> Data in this exercise
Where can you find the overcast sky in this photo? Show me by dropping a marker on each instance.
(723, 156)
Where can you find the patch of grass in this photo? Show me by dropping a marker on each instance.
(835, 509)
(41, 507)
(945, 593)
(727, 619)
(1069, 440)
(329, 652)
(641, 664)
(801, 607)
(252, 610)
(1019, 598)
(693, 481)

> Short problem
Render the data above as a two-column CSV with the headers "prompt" and "points", one row per request. Put the request text in one quoted field and its answer in another, replacing any line breaks with spaces.

> Response to the exercise
prompt,points
"Where can you find the overcast sky in this photo? Show me by dropping a marker on each instance.","(723, 156)"
"Where can you find the patch of grass in this photo? Show me by dropping a marker on each instance.","(835, 509) (41, 507) (945, 593) (727, 619) (1069, 440) (329, 652) (641, 664) (801, 607) (252, 610) (1019, 598) (693, 481)"